Stated task
Retype, exactly and with nothing added, the lines from the one showing "fingernail in the photo above." through the final line of the material. Omit pictures.

Records for processing
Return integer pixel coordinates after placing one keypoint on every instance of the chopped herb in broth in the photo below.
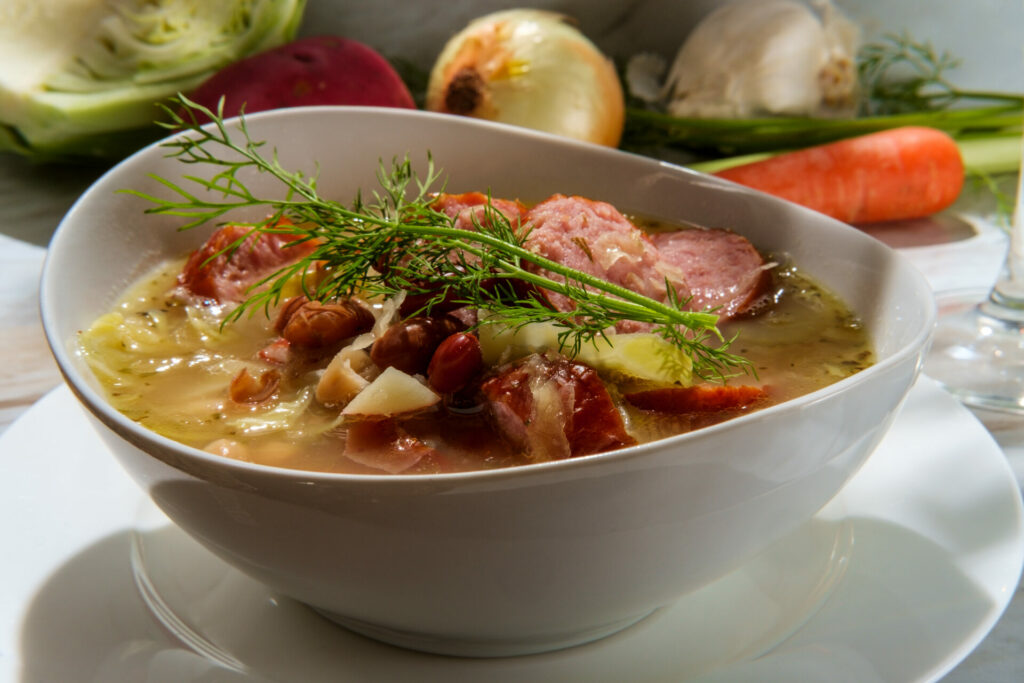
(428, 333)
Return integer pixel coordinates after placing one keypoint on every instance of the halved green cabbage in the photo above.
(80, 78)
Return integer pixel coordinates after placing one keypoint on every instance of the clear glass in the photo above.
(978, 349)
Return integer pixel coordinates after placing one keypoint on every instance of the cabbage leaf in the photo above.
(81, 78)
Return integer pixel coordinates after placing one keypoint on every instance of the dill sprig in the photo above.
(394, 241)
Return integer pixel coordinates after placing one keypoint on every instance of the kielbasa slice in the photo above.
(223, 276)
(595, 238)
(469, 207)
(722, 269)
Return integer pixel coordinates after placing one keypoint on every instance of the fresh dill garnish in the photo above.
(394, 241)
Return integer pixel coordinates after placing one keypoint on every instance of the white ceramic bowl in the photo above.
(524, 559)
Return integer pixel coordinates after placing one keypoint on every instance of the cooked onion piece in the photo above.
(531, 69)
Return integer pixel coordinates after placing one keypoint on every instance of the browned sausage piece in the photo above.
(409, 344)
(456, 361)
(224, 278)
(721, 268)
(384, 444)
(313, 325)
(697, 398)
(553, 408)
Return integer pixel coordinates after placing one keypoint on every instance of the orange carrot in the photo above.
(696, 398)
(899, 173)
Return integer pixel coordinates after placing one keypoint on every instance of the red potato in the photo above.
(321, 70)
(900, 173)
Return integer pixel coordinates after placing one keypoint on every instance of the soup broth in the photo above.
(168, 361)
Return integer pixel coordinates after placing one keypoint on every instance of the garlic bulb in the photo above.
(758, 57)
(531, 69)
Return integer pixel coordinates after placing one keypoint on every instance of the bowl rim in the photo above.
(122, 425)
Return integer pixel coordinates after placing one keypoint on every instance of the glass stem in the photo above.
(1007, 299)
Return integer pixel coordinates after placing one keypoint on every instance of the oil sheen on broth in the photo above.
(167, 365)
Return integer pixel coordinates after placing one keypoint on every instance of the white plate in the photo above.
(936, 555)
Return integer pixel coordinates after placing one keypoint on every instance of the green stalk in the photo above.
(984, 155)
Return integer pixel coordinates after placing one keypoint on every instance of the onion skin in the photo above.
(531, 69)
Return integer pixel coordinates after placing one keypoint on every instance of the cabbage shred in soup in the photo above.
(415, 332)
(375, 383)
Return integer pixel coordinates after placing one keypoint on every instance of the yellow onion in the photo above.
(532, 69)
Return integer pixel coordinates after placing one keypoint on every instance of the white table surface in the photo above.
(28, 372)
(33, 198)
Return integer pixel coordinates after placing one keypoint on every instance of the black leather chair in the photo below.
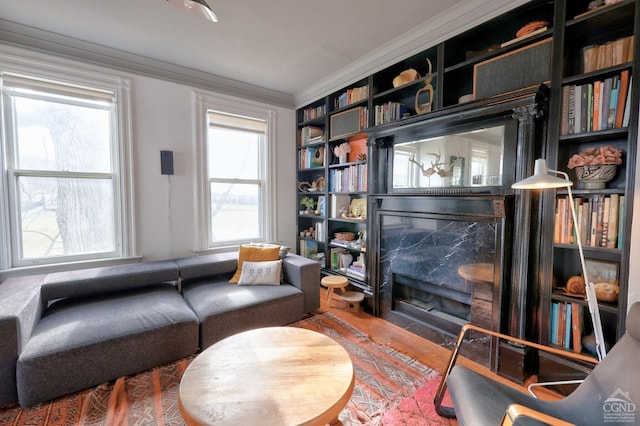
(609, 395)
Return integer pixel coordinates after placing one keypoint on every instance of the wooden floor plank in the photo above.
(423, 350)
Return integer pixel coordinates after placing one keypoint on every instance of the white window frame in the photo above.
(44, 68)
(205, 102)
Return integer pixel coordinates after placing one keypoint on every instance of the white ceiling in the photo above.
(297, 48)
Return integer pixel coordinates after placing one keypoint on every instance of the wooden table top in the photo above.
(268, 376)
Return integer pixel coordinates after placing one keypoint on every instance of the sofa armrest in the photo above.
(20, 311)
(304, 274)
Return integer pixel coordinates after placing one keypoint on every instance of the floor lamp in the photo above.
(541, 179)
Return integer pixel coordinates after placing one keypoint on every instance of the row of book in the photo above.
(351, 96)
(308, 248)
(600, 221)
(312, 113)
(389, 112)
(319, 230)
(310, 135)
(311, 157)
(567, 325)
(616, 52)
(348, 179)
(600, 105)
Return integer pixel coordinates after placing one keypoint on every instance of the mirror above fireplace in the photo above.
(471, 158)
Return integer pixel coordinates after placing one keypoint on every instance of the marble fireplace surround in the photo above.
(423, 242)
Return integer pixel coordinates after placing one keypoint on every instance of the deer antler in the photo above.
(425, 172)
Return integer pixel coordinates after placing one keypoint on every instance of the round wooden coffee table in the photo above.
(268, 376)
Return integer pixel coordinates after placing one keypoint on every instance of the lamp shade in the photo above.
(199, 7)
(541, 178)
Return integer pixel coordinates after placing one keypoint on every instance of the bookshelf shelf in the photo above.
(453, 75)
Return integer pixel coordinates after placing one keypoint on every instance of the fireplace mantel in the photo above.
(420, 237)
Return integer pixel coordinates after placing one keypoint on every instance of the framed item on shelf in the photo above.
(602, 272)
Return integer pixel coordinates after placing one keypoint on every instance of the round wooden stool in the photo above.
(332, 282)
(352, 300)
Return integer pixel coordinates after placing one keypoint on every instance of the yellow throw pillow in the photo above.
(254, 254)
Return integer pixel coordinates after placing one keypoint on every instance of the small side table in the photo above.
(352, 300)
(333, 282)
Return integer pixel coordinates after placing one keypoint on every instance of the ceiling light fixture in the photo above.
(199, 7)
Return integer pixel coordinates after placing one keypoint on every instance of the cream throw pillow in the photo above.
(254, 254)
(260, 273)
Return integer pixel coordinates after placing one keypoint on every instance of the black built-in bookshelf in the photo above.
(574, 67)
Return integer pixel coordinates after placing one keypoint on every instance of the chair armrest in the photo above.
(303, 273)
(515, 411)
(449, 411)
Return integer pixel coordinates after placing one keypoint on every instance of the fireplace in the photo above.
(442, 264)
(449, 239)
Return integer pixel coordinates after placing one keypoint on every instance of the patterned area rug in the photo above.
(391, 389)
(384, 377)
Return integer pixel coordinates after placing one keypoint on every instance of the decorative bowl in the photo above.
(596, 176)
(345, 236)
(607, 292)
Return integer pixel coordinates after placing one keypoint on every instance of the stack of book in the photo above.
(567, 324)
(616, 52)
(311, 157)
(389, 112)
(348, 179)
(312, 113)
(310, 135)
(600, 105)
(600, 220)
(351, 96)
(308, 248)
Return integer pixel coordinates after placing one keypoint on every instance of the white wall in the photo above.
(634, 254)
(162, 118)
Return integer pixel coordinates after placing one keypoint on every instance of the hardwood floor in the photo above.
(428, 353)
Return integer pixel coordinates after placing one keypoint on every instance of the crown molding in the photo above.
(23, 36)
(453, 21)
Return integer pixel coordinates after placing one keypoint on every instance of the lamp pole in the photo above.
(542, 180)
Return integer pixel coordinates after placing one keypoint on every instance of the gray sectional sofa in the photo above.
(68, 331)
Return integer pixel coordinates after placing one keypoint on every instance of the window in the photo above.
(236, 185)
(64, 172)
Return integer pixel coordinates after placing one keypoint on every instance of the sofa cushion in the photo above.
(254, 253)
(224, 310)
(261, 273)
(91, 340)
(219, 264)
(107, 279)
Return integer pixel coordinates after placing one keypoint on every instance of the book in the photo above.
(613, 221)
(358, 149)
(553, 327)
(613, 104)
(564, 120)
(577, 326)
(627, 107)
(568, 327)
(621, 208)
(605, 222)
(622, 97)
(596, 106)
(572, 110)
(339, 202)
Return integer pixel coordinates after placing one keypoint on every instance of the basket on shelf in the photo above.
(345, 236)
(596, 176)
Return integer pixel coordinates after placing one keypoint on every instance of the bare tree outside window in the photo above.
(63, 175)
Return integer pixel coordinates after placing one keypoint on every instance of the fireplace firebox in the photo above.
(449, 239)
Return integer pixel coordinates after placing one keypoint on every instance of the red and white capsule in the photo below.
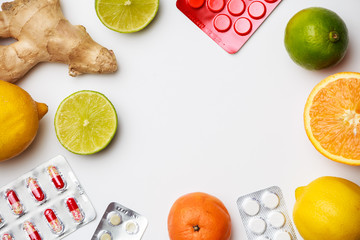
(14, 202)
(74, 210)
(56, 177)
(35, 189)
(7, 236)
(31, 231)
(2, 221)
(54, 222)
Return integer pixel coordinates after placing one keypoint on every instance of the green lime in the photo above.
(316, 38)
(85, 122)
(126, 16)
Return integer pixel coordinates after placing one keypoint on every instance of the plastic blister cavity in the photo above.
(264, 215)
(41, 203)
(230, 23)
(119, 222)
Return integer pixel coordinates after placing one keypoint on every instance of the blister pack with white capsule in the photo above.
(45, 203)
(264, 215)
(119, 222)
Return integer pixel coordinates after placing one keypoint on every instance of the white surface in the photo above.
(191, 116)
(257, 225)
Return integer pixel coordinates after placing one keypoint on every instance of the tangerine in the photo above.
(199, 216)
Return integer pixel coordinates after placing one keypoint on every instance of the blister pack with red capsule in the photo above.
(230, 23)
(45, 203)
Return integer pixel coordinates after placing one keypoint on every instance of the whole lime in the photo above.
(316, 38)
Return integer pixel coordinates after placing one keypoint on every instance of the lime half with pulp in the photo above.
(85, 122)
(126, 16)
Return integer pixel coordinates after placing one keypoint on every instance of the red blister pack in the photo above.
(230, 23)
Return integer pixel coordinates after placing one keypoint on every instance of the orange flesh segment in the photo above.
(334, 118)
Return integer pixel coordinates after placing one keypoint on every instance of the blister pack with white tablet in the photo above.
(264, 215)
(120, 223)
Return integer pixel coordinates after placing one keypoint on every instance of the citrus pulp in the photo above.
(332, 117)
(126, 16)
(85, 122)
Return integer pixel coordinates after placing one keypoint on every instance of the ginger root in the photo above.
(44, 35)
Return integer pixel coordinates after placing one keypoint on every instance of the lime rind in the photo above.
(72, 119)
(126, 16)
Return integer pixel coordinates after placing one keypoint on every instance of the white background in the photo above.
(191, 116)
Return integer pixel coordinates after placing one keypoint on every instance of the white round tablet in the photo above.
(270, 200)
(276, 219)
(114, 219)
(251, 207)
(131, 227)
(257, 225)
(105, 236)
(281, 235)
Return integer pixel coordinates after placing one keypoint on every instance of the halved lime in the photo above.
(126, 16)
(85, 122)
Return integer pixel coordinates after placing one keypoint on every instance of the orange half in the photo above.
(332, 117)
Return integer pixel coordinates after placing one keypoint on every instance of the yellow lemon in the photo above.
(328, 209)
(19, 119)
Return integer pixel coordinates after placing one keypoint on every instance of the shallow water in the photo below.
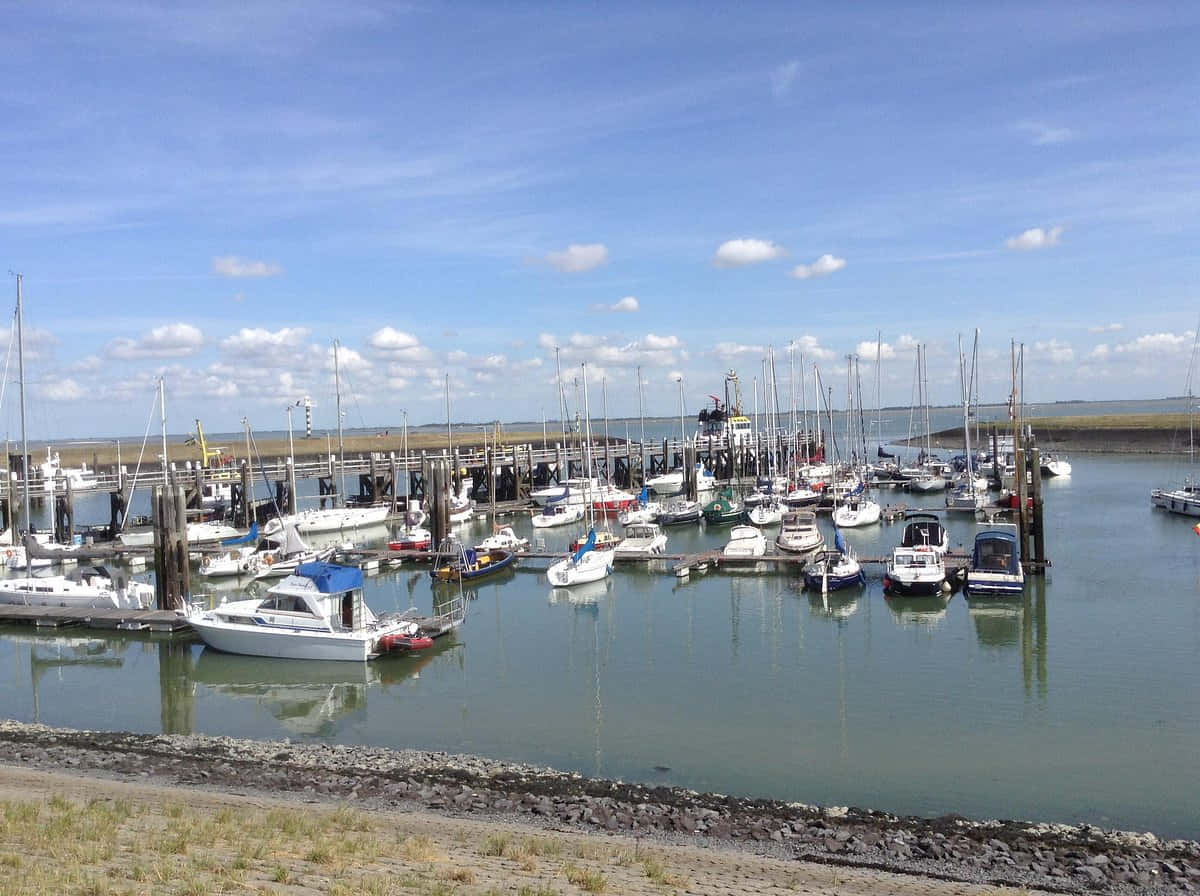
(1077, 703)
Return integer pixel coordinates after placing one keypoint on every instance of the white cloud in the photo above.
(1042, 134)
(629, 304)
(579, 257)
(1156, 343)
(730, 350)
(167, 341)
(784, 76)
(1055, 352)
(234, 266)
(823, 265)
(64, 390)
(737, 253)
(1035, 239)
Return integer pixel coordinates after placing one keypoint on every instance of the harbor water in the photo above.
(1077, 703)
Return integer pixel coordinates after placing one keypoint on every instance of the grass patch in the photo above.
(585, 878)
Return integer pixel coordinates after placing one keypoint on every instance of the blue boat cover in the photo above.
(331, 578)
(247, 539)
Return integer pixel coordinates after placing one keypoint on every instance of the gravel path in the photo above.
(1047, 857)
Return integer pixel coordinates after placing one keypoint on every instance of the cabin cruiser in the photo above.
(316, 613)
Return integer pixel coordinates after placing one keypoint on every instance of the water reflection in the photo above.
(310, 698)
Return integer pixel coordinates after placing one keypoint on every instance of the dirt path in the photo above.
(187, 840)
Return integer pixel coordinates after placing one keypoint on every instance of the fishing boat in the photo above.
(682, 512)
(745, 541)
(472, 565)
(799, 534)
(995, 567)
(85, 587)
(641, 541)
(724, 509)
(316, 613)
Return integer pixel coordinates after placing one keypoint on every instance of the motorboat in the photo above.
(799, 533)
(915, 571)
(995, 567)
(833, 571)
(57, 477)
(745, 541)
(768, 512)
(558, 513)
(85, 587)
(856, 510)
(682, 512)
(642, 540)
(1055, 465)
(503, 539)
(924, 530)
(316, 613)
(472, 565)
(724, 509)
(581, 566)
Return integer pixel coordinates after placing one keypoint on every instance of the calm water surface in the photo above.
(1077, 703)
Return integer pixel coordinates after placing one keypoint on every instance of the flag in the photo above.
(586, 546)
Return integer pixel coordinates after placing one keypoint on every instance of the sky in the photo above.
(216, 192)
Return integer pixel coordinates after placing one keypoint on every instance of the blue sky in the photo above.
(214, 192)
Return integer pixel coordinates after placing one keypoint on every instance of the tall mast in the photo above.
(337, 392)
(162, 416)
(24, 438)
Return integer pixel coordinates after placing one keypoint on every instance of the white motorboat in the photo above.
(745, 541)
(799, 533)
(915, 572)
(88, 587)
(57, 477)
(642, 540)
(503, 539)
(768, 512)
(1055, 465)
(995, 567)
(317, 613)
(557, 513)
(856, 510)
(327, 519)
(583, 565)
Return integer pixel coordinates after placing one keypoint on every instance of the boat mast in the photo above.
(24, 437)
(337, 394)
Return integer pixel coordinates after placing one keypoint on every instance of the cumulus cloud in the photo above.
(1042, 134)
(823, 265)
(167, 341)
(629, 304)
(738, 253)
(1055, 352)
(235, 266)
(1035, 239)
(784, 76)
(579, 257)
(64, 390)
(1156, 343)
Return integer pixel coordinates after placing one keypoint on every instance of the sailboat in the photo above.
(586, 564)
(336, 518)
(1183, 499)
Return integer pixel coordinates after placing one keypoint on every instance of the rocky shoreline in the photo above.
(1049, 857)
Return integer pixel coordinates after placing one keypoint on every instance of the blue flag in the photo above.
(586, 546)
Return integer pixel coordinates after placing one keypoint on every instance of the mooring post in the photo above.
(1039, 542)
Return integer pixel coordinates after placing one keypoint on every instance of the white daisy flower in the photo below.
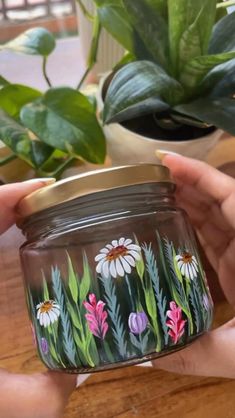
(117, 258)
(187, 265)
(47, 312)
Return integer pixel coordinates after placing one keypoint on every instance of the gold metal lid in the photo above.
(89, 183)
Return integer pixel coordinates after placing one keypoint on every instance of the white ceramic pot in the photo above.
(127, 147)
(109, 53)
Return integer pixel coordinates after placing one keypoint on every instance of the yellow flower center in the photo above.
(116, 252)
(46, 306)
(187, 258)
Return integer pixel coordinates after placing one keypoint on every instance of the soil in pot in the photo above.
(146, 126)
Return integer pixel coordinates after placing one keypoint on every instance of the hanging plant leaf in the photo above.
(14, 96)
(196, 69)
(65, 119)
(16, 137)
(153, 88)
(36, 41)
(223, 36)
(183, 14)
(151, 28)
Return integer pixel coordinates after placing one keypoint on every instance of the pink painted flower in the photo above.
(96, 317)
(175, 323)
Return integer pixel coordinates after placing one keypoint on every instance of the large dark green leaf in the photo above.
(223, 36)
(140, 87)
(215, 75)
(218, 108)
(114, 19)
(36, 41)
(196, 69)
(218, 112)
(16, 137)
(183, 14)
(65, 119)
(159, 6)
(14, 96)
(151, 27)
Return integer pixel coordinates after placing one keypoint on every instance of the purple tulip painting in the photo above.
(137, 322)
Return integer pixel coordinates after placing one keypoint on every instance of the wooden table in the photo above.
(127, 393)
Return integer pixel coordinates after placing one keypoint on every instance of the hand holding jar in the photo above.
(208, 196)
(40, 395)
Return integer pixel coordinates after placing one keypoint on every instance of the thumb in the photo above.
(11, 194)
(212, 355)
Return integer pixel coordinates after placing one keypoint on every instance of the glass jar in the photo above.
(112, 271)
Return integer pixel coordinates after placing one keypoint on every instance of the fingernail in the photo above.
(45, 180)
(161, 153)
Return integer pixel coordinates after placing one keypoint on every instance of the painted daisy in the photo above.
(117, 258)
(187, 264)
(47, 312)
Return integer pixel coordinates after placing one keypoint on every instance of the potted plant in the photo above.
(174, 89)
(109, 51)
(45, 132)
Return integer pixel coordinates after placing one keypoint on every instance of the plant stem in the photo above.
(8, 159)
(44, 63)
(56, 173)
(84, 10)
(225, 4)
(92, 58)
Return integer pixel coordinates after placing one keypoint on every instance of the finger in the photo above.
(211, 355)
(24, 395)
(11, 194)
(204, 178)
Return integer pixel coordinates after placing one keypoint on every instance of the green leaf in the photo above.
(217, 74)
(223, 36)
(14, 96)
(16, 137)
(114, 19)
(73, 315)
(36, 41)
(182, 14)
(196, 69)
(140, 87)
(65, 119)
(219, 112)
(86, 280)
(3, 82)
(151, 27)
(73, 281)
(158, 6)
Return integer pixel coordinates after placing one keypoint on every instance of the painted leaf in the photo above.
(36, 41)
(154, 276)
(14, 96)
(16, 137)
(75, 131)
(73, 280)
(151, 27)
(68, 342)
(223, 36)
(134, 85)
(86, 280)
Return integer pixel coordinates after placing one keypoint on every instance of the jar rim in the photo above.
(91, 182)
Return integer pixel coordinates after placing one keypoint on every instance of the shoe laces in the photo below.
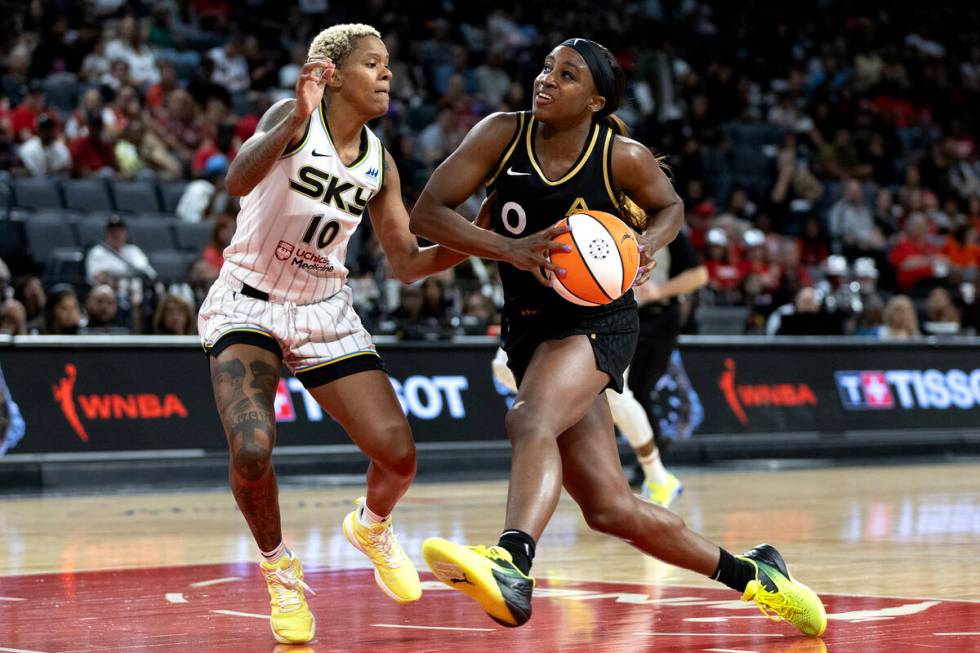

Worked solution
Return integer pixel coordinates after placing one keypoint on every instance of the fingernail in the photo above.
(45, 180)
(161, 153)
Return integer pixel coordinates after placing one keypoint on every instance of the painted daisy in the photo above.
(117, 258)
(187, 264)
(47, 312)
Return integer pixel coordinates after placing one keypoint on every instance of the potted plant in the photo above.
(174, 89)
(109, 51)
(45, 132)
Return integer pixel coordinates after placing one keypoint on every instance of the plant stem in the photo above.
(8, 159)
(44, 63)
(56, 173)
(84, 10)
(225, 4)
(92, 58)
Return integer pixel coordinates after placing one keypoint on every instance of the finger in the photo above.
(211, 355)
(24, 395)
(11, 194)
(204, 178)
Return integer pixel coordinates after placing one keypoint on every instance of the green leaf in the photo above.
(217, 74)
(223, 36)
(14, 96)
(16, 137)
(114, 19)
(73, 315)
(36, 41)
(182, 14)
(196, 69)
(140, 87)
(65, 119)
(219, 112)
(86, 280)
(3, 82)
(151, 27)
(73, 281)
(158, 6)
Return integer pixel coordinates after placing one keypoint on every instance of the painted leaf in the photo above.
(36, 41)
(154, 276)
(14, 96)
(16, 137)
(75, 131)
(73, 280)
(151, 27)
(68, 342)
(223, 36)
(134, 85)
(86, 280)
Return integer pixel coordinates after placing one keypoint on every instance of the jar rim in the photo above.
(91, 182)
Return integer pixel coordinates after placing one keypoint on every instance of the shoe laces in the photo below.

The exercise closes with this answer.